# Exercise brief
Could you reproduce, exactly and alone, the lines running from the one with "Please put a dot on every instance of the conifer" to the end of the data below?

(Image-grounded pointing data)
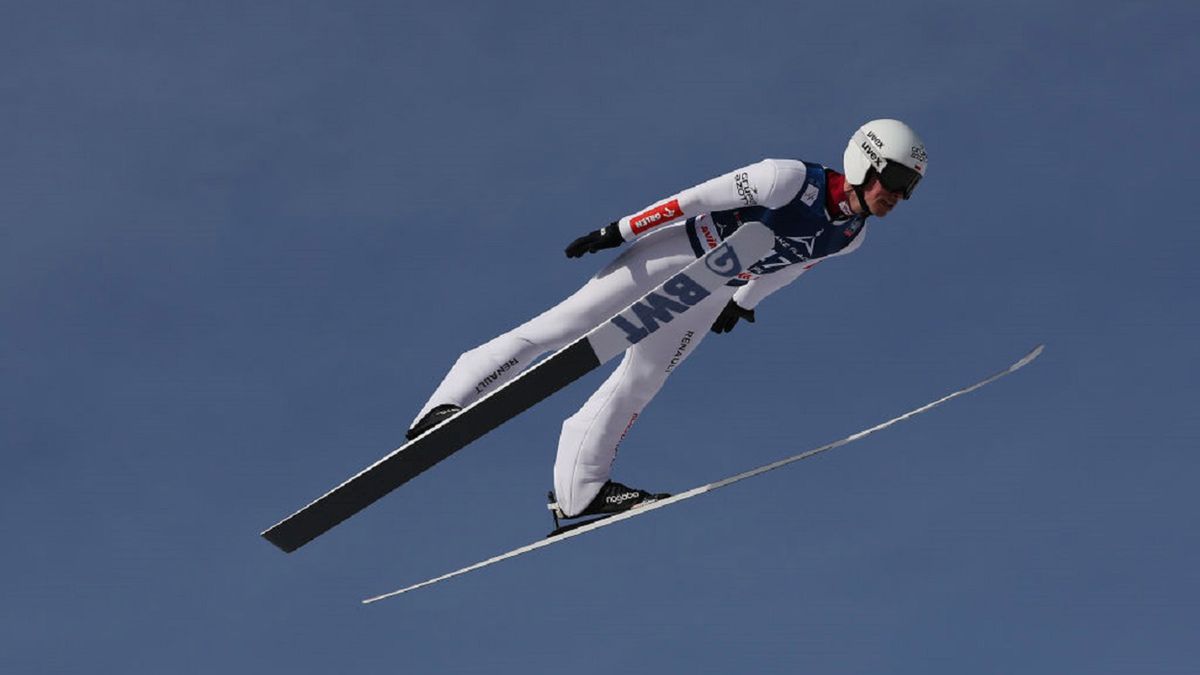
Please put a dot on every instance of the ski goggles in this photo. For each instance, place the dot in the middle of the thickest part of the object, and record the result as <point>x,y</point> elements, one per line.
<point>899,178</point>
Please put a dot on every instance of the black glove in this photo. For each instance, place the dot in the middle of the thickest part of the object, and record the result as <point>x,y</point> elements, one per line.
<point>730,316</point>
<point>604,238</point>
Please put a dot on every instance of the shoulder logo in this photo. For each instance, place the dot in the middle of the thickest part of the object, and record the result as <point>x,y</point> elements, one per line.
<point>810,195</point>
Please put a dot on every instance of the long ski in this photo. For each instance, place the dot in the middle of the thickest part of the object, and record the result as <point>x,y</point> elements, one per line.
<point>701,278</point>
<point>695,491</point>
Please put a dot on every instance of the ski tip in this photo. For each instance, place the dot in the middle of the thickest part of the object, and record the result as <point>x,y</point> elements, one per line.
<point>1027,358</point>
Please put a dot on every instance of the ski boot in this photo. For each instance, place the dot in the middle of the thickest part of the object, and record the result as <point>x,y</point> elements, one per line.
<point>612,499</point>
<point>432,418</point>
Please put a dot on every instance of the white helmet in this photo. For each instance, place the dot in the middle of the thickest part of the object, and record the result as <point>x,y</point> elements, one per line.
<point>892,149</point>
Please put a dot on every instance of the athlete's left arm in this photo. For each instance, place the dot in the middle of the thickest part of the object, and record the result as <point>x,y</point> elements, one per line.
<point>769,183</point>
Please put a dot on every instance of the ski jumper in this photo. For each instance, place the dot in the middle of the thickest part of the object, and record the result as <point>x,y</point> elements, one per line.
<point>805,210</point>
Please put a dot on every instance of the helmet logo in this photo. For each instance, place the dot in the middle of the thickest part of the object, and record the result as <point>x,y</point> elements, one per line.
<point>873,155</point>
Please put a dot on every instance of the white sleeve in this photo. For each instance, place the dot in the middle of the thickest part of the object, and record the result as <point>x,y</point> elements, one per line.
<point>769,183</point>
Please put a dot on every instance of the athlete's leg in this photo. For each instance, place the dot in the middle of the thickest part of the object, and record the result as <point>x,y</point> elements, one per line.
<point>589,440</point>
<point>642,266</point>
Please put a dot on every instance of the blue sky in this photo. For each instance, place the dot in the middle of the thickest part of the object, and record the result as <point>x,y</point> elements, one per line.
<point>240,243</point>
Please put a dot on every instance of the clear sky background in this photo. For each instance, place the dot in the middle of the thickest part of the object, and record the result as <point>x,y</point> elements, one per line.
<point>240,243</point>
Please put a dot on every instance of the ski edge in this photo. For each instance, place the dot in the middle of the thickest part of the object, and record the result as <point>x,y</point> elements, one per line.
<point>709,487</point>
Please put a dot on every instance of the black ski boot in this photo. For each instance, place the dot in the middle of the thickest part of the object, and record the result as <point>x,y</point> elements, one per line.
<point>432,418</point>
<point>612,499</point>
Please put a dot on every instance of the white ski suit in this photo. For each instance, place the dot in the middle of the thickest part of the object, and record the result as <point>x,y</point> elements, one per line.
<point>805,210</point>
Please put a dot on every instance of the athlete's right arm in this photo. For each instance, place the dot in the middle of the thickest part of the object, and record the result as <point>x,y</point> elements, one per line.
<point>769,183</point>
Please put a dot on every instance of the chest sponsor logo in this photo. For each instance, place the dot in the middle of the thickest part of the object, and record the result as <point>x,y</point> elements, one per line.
<point>684,342</point>
<point>810,195</point>
<point>747,191</point>
<point>678,293</point>
<point>658,215</point>
<point>789,251</point>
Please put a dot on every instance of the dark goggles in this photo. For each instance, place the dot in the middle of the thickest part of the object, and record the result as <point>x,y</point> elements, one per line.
<point>899,178</point>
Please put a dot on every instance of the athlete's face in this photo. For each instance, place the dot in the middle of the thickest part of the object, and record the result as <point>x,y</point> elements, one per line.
<point>880,199</point>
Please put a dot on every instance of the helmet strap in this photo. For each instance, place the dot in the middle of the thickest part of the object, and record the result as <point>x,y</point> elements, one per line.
<point>862,199</point>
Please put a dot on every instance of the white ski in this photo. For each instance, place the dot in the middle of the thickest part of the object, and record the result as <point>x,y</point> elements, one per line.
<point>646,508</point>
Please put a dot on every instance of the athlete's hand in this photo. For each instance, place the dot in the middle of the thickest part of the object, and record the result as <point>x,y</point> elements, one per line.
<point>604,238</point>
<point>730,316</point>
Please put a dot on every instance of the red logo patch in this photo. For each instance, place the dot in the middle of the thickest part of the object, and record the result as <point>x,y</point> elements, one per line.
<point>658,215</point>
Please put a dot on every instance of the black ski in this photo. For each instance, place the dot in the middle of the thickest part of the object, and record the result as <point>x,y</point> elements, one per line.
<point>750,243</point>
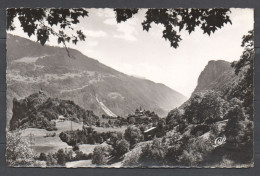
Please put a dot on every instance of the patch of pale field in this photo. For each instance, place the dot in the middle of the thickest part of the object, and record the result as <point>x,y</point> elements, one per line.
<point>89,148</point>
<point>88,163</point>
<point>101,129</point>
<point>80,163</point>
<point>40,143</point>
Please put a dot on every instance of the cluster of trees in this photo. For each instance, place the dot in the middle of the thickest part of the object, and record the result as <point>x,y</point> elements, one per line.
<point>18,150</point>
<point>40,22</point>
<point>85,136</point>
<point>120,144</point>
<point>63,156</point>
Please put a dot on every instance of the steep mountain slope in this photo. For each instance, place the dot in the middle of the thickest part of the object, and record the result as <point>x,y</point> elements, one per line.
<point>87,82</point>
<point>37,110</point>
<point>214,76</point>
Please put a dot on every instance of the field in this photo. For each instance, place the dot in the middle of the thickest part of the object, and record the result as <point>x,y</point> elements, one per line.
<point>41,143</point>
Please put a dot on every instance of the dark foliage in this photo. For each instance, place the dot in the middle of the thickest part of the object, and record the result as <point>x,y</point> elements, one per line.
<point>99,157</point>
<point>40,22</point>
<point>133,135</point>
<point>209,20</point>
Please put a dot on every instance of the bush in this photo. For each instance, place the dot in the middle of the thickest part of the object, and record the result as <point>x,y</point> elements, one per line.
<point>82,156</point>
<point>50,160</point>
<point>99,157</point>
<point>18,150</point>
<point>199,130</point>
<point>75,148</point>
<point>61,157</point>
<point>121,147</point>
<point>42,157</point>
<point>133,135</point>
<point>154,154</point>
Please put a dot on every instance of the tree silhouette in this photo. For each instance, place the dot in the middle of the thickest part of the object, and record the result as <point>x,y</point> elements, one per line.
<point>41,21</point>
<point>209,20</point>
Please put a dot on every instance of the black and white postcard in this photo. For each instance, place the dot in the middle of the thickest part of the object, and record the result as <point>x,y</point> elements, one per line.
<point>139,87</point>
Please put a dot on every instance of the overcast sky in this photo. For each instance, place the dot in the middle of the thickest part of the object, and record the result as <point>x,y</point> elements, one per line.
<point>129,49</point>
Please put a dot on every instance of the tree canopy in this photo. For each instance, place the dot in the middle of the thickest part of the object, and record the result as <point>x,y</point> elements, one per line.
<point>41,21</point>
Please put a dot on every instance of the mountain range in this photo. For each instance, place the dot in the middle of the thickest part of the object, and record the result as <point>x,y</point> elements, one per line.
<point>89,83</point>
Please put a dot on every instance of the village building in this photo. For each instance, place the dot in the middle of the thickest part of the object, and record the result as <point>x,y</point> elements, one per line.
<point>150,133</point>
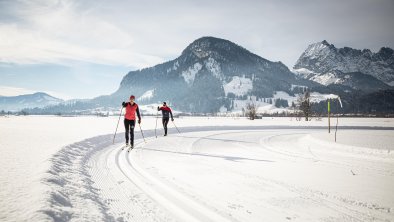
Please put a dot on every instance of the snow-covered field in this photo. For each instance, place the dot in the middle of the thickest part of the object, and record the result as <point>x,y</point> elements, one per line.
<point>216,169</point>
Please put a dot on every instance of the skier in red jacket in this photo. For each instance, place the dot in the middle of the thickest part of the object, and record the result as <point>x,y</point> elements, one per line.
<point>129,119</point>
<point>166,112</point>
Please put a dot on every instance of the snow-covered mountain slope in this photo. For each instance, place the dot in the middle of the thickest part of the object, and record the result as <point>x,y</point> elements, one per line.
<point>322,58</point>
<point>354,80</point>
<point>207,75</point>
<point>16,103</point>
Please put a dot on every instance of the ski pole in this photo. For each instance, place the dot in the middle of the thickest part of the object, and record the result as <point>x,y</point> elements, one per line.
<point>176,127</point>
<point>120,114</point>
<point>157,116</point>
<point>142,133</point>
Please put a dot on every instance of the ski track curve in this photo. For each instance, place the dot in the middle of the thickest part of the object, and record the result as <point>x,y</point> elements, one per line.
<point>91,178</point>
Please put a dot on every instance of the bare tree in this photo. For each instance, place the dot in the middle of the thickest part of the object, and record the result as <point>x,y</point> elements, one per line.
<point>251,110</point>
<point>304,104</point>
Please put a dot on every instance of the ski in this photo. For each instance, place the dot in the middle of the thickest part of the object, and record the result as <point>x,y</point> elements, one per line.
<point>124,146</point>
<point>130,148</point>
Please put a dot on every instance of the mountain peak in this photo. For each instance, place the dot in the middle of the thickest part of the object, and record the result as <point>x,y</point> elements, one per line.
<point>322,57</point>
<point>208,45</point>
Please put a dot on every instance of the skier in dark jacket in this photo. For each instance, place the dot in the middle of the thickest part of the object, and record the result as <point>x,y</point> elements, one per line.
<point>129,119</point>
<point>166,112</point>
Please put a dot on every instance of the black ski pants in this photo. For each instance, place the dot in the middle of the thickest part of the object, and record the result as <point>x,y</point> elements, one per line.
<point>129,126</point>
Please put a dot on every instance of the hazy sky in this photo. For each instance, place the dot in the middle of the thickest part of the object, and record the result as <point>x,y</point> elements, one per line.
<point>83,48</point>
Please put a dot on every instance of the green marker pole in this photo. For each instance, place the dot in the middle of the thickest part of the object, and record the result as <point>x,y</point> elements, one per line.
<point>328,109</point>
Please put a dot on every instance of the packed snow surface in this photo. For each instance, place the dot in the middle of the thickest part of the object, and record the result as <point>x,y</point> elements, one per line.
<point>239,86</point>
<point>215,169</point>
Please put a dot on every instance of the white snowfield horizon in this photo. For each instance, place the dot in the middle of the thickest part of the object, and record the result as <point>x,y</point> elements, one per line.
<point>216,169</point>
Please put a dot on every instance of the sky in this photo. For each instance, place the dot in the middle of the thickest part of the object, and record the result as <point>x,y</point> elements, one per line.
<point>83,48</point>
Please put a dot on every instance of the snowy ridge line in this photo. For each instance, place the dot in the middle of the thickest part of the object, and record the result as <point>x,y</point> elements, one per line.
<point>185,206</point>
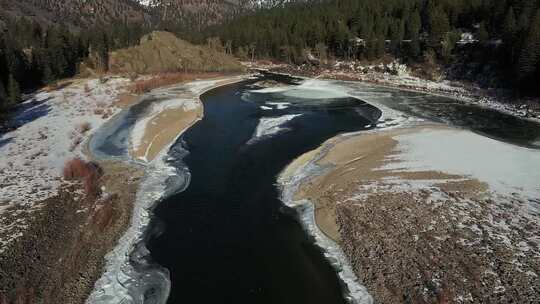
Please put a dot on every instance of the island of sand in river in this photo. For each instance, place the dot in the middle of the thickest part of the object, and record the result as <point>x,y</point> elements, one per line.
<point>417,232</point>
<point>53,226</point>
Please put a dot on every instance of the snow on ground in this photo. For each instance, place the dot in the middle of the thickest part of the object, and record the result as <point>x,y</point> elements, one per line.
<point>506,168</point>
<point>49,128</point>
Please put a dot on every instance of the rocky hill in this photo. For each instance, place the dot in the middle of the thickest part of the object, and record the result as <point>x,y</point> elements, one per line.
<point>164,52</point>
<point>193,14</point>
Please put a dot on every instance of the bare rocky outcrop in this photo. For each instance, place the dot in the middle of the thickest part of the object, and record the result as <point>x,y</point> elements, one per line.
<point>52,262</point>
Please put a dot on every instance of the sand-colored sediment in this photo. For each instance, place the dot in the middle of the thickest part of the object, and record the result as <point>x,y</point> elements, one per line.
<point>420,236</point>
<point>355,160</point>
<point>165,126</point>
<point>163,129</point>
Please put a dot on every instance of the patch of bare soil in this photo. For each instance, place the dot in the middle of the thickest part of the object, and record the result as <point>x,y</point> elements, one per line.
<point>61,255</point>
<point>423,237</point>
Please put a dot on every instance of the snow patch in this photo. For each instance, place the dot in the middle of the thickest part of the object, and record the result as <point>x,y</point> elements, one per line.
<point>506,168</point>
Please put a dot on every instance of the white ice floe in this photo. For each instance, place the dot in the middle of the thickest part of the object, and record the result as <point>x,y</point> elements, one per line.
<point>128,275</point>
<point>355,292</point>
<point>309,89</point>
<point>186,104</point>
<point>506,168</point>
<point>50,128</point>
<point>279,105</point>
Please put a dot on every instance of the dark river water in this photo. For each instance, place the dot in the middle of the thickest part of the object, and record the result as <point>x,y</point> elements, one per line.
<point>228,238</point>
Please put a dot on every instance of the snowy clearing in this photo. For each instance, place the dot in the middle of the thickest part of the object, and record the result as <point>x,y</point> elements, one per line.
<point>48,129</point>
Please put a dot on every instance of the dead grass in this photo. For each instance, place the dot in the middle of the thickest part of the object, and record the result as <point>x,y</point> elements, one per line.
<point>88,173</point>
<point>165,79</point>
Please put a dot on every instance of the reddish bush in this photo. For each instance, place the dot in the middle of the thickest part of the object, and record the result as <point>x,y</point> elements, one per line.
<point>165,79</point>
<point>87,172</point>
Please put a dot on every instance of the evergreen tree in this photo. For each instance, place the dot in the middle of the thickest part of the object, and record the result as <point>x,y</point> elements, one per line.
<point>483,35</point>
<point>13,91</point>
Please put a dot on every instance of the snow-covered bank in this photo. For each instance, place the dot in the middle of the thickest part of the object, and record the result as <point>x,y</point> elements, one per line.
<point>48,129</point>
<point>129,274</point>
<point>407,191</point>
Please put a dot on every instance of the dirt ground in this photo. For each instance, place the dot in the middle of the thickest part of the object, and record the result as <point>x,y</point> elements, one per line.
<point>52,262</point>
<point>421,237</point>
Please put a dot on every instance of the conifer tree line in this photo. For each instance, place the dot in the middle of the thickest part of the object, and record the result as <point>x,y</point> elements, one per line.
<point>507,32</point>
<point>33,55</point>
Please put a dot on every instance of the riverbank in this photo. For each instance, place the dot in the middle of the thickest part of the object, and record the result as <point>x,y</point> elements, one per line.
<point>395,75</point>
<point>50,228</point>
<point>417,223</point>
<point>127,274</point>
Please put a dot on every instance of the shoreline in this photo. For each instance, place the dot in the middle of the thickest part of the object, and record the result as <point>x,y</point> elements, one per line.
<point>119,280</point>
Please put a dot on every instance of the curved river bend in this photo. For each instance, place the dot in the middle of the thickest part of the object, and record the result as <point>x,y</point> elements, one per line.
<point>228,238</point>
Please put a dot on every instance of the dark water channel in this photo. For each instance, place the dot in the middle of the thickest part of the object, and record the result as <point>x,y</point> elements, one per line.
<point>227,238</point>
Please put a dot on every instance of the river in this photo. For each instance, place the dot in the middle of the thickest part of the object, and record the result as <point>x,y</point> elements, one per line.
<point>227,237</point>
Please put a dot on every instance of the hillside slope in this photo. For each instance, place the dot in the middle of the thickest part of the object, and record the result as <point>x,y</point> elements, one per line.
<point>164,52</point>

# Answer for the task
Please put a dot on every instance of the conifer tree line in this photo. For each instance, place the dot in the middle of the thickest part of the object, and record the result as <point>x,y</point> elements, one per line.
<point>507,32</point>
<point>33,55</point>
Please put a dot on every instance of the riverbank in this photo. For each instance, place the dot in the middle of the thickest part of the object, and record the result as <point>x,y</point> elements, one per line.
<point>395,75</point>
<point>50,228</point>
<point>417,223</point>
<point>127,274</point>
Please put a dot on every instance of the shoreline in this photo. For each instance, place the dot in the middle of the thickest part of the object, and record the result as <point>x,y</point> elements, one per line.
<point>119,280</point>
Please put a dot on every instance of the curved river bend in this photo. For each instance, place the dot in the middle of the thickest part of the object, and record the result as <point>x,y</point> elements, one per line.
<point>228,238</point>
Please put a dot on every instance of the dark water channel in this photo. For each instance, place the dot in the middle of the thickest part of the object, and record the result as <point>x,y</point> elements, one per line.
<point>227,238</point>
Please put a dot on every instance of the river in this photo. For each instance, place the dot in the middle of the thickest part of the object, and record the result as <point>x,y</point> elements, one per line.
<point>227,237</point>
Please put a dot on every instance of the hillside slope in this photo. For each instance, place the dot in the middle of the thickest part of the object, and record the result as <point>x,y</point> elements, one per line.
<point>164,52</point>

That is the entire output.